*WORK ITEM*: Please write out exactly, and only, the lines from the first in the material below to the line containing "Mark the region of every instance of the dog's front", both included.

····················

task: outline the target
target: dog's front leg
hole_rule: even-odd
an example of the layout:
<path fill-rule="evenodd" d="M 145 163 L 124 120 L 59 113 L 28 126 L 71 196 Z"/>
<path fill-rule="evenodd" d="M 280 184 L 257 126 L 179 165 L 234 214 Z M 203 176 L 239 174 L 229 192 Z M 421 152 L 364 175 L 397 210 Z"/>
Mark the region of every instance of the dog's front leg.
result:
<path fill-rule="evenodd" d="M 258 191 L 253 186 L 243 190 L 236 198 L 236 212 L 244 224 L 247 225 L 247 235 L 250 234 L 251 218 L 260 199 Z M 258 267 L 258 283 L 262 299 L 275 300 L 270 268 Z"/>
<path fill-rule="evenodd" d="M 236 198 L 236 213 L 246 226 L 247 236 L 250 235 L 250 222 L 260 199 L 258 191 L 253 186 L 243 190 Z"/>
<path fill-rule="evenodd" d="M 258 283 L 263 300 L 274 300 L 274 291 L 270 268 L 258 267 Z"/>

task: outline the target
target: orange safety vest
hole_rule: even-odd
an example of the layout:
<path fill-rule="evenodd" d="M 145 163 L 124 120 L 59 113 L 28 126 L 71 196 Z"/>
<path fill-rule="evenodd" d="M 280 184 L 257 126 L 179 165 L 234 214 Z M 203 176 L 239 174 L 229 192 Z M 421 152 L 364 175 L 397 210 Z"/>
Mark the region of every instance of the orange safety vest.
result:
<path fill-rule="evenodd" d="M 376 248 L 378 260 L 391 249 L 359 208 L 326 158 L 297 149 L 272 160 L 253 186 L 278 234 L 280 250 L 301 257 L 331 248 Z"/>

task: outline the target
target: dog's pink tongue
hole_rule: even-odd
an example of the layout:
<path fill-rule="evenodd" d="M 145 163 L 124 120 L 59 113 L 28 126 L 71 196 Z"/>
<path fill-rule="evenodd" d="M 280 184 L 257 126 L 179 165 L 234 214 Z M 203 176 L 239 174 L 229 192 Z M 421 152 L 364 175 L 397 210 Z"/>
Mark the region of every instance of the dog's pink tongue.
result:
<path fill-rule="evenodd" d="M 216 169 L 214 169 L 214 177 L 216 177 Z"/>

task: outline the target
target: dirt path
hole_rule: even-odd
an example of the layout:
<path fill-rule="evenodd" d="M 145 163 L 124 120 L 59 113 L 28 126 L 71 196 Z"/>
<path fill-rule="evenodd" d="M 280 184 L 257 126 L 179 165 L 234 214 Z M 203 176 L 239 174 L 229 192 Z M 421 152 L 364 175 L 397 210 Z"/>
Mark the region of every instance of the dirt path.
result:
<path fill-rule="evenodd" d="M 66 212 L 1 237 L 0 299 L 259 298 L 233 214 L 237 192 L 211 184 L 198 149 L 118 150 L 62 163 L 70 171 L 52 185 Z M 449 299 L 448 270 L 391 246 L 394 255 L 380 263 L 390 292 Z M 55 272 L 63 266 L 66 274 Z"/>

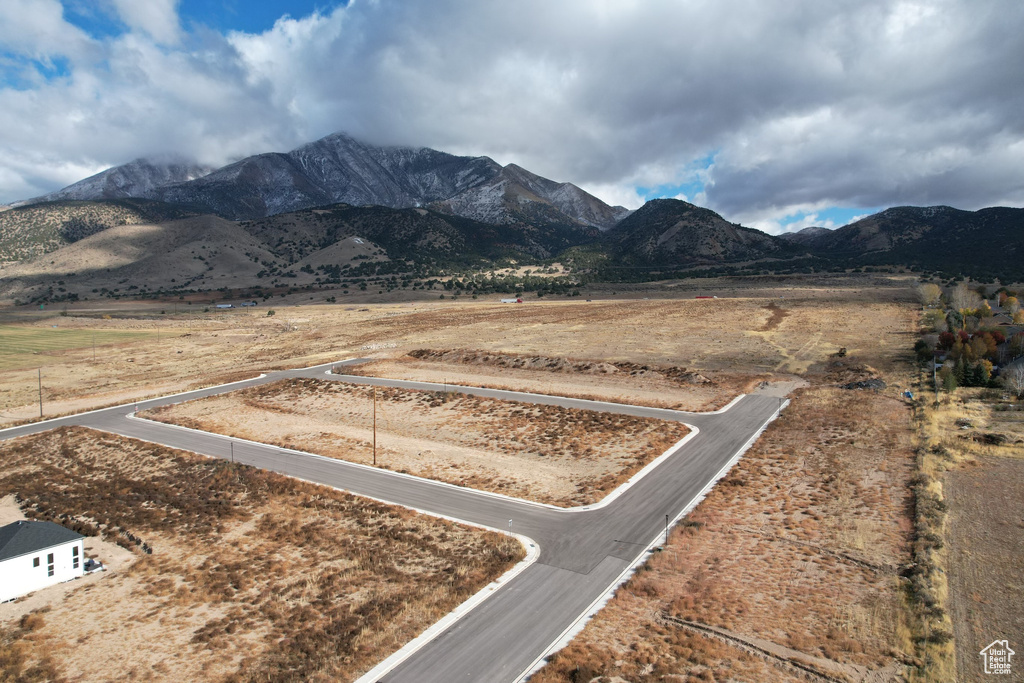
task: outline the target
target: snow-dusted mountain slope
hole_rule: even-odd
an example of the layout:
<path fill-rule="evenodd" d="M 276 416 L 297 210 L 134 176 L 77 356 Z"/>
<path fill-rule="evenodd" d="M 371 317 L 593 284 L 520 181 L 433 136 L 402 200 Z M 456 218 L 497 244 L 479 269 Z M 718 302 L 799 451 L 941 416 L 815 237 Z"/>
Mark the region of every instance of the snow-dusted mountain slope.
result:
<path fill-rule="evenodd" d="M 63 190 L 51 192 L 30 201 L 36 203 L 64 199 L 125 199 L 128 197 L 151 199 L 161 187 L 195 180 L 212 170 L 207 166 L 181 158 L 136 159 L 121 166 L 108 168 L 85 180 L 68 185 Z"/>
<path fill-rule="evenodd" d="M 381 147 L 335 133 L 286 154 L 267 153 L 208 172 L 139 160 L 45 199 L 144 197 L 202 207 L 236 220 L 345 203 L 440 211 L 499 223 L 607 229 L 628 212 L 569 183 L 488 157 Z"/>

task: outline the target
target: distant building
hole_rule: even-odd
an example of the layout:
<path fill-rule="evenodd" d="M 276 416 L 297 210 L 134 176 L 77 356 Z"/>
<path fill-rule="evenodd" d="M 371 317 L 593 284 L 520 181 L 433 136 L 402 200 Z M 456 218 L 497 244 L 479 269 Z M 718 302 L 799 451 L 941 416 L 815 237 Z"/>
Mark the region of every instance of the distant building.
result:
<path fill-rule="evenodd" d="M 234 304 L 217 304 L 217 308 L 234 308 Z"/>
<path fill-rule="evenodd" d="M 523 300 L 521 298 L 502 299 L 501 303 L 503 303 L 503 304 L 521 304 L 521 303 L 523 303 Z"/>
<path fill-rule="evenodd" d="M 0 602 L 85 574 L 84 539 L 53 522 L 0 527 Z"/>

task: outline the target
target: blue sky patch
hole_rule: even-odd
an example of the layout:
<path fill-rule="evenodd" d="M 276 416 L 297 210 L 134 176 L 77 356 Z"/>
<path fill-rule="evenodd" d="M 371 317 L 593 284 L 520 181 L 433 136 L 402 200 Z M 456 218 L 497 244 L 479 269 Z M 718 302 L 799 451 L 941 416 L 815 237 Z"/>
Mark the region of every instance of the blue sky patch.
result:
<path fill-rule="evenodd" d="M 338 0 L 182 0 L 178 15 L 186 28 L 196 23 L 222 33 L 263 33 L 286 14 L 301 19 L 317 10 L 328 14 L 347 4 Z"/>

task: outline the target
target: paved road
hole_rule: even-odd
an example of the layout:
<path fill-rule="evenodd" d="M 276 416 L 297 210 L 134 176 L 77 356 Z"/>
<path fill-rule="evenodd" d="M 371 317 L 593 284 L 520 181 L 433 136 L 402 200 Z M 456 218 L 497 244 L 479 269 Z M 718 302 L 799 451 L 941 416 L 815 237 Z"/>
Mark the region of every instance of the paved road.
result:
<path fill-rule="evenodd" d="M 359 359 L 347 361 L 360 362 Z M 233 385 L 141 401 L 139 410 L 289 377 L 438 390 L 441 385 L 327 375 L 332 365 L 270 373 Z M 642 406 L 455 387 L 480 396 L 677 420 L 698 434 L 611 504 L 558 510 L 274 446 L 234 441 L 128 417 L 121 406 L 0 431 L 0 439 L 81 425 L 227 458 L 476 524 L 513 530 L 540 546 L 537 562 L 380 680 L 388 683 L 515 681 L 584 614 L 780 409 L 780 399 L 745 396 L 728 410 L 683 413 Z"/>

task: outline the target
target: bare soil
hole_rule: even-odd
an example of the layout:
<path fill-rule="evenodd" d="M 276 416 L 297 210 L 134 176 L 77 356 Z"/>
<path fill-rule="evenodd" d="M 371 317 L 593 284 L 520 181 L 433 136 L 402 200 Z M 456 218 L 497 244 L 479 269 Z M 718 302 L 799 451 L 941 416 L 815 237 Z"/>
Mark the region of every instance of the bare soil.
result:
<path fill-rule="evenodd" d="M 884 395 L 798 391 L 533 680 L 889 680 L 910 645 L 911 434 Z"/>
<path fill-rule="evenodd" d="M 901 303 L 911 291 L 909 283 L 866 276 L 828 284 L 832 281 L 697 283 L 718 287 L 723 297 L 735 297 L 717 300 L 638 296 L 647 291 L 692 296 L 693 289 L 686 287 L 693 285 L 671 283 L 648 289 L 623 286 L 617 293 L 608 292 L 609 299 L 593 302 L 530 300 L 502 305 L 420 300 L 346 305 L 326 304 L 322 297 L 327 295 L 316 294 L 230 311 L 216 310 L 213 304 L 219 299 L 202 296 L 157 303 L 89 301 L 59 312 L 3 309 L 0 323 L 29 330 L 58 325 L 61 330 L 133 331 L 147 336 L 135 342 L 100 343 L 95 359 L 85 341 L 78 348 L 41 348 L 33 356 L 34 366 L 0 371 L 0 425 L 38 418 L 36 368 L 42 370 L 43 409 L 49 417 L 252 377 L 268 369 L 357 356 L 398 359 L 397 375 L 405 371 L 402 357 L 416 349 L 473 349 L 685 368 L 714 384 L 683 390 L 652 385 L 653 378 L 646 376 L 627 380 L 585 373 L 523 374 L 516 368 L 465 364 L 431 364 L 412 371 L 442 380 L 450 375 L 456 383 L 667 401 L 689 409 L 727 402 L 729 394 L 742 391 L 750 379 L 801 374 L 843 347 L 883 374 L 891 371 L 900 355 L 895 350 L 913 346 L 907 330 L 915 314 Z M 275 315 L 267 315 L 270 309 Z M 606 379 L 611 389 L 604 388 Z"/>
<path fill-rule="evenodd" d="M 142 413 L 460 486 L 586 505 L 688 433 L 677 422 L 298 379 Z"/>
<path fill-rule="evenodd" d="M 0 622 L 0 680 L 353 680 L 523 555 L 507 536 L 80 428 L 0 444 L 12 493 L 136 559 Z"/>
<path fill-rule="evenodd" d="M 712 380 L 675 366 L 526 356 L 471 349 L 414 349 L 400 358 L 347 365 L 338 372 L 573 396 L 673 410 L 715 410 L 769 374 L 716 373 Z"/>
<path fill-rule="evenodd" d="M 957 680 L 988 680 L 979 653 L 989 643 L 1024 652 L 1024 459 L 978 456 L 947 472 L 944 490 Z M 1019 657 L 999 678 L 1024 680 Z"/>

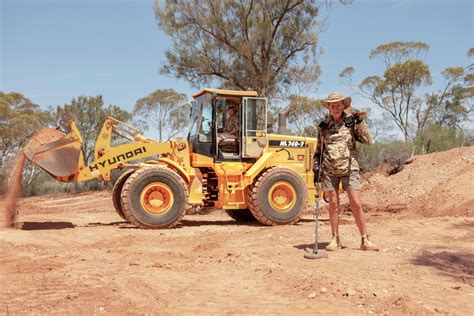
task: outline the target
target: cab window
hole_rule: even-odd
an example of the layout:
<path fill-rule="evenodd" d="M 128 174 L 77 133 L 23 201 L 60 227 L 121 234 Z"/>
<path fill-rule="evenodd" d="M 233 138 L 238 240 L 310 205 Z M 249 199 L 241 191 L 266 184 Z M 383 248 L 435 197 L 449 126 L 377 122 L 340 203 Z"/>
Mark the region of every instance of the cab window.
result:
<path fill-rule="evenodd" d="M 192 102 L 192 110 L 191 110 L 191 123 L 189 124 L 188 130 L 188 141 L 191 138 L 191 135 L 196 135 L 196 125 L 199 119 L 199 110 L 201 109 L 201 104 L 197 103 L 196 101 Z"/>
<path fill-rule="evenodd" d="M 225 127 L 225 109 L 226 109 L 226 102 L 224 99 L 218 99 L 216 102 L 216 126 L 217 132 L 222 133 Z"/>
<path fill-rule="evenodd" d="M 257 136 L 258 131 L 265 131 L 266 126 L 266 100 L 247 99 L 245 109 L 246 136 Z"/>
<path fill-rule="evenodd" d="M 201 143 L 212 142 L 212 106 L 210 102 L 203 104 L 198 139 Z"/>

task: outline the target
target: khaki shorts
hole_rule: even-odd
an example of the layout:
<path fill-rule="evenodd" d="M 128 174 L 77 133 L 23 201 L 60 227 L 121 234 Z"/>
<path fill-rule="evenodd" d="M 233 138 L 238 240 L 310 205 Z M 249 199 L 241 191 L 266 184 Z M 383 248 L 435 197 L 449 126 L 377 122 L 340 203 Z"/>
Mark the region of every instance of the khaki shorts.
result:
<path fill-rule="evenodd" d="M 360 175 L 358 171 L 352 171 L 350 175 L 339 177 L 323 174 L 322 189 L 323 191 L 335 191 L 339 189 L 339 184 L 342 183 L 344 191 L 360 190 Z"/>

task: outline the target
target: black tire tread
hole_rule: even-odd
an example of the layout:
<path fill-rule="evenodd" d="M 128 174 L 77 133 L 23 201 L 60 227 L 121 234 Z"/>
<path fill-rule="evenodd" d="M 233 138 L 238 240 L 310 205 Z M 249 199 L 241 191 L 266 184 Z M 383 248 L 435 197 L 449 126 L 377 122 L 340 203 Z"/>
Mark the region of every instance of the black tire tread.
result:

····················

*TASK RESPONSE*:
task: outline the target
target: dog's front leg
hole_rule: even-odd
an example of the layout:
<path fill-rule="evenodd" d="M 145 163 L 124 120 L 59 113 L 28 126 L 71 196 Z"/>
<path fill-rule="evenodd" d="M 280 184 L 257 126 L 179 165 L 234 214 Z M 203 176 L 239 174 L 229 192 Z M 421 152 L 364 175 L 397 210 Z"/>
Mark the region of every instance of the dog's front leg.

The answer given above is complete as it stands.